▶ [Dataset records]:
>>>>>
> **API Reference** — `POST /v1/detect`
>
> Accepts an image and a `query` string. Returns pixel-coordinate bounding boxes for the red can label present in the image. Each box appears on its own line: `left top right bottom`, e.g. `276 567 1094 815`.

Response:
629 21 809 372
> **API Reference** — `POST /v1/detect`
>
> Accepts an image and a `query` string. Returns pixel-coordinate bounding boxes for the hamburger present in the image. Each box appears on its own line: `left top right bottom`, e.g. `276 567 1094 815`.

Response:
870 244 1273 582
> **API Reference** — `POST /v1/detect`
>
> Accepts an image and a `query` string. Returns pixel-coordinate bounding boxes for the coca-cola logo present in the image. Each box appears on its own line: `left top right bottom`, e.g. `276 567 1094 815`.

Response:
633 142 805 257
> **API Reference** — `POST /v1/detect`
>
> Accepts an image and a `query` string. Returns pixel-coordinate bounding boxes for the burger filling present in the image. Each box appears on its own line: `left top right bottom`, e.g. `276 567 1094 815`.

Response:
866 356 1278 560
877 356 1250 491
<<<<<
▶ [Prompt]: Write out exactly the lines from the beginning of the material above through the line with "for the coca-cola", including both and omitting all others.

▶ [Answer box]:
> **API Reference** — `POST /v1/detect`
>
> Accepts an image and a `query` string. Returns pixel-coordinate bounding boxes for the red can label present in the image. Each box appears on its own line: `left top right bottom`, e.g. `276 567 1094 815`.

Response:
629 21 809 372
> **API Reference** — `POST /v1/detect`
>
> Accepts an image and a `query` string. Returns pixel-coordinate bounding boxes for the hamburger present in the image. Each box appears on its own line: `left top right bottom`, e.g. `276 567 1094 815`.

Response:
870 244 1273 582
> **API Reference** — `POST /v1/detect`
>
> Accepts an image and a `query` string. Returns pixel-coordinate bounding boxes for the coca-cola logo present in the image. Each box appears on its own line: `left top right bottom`, e.g. `276 567 1094 815`.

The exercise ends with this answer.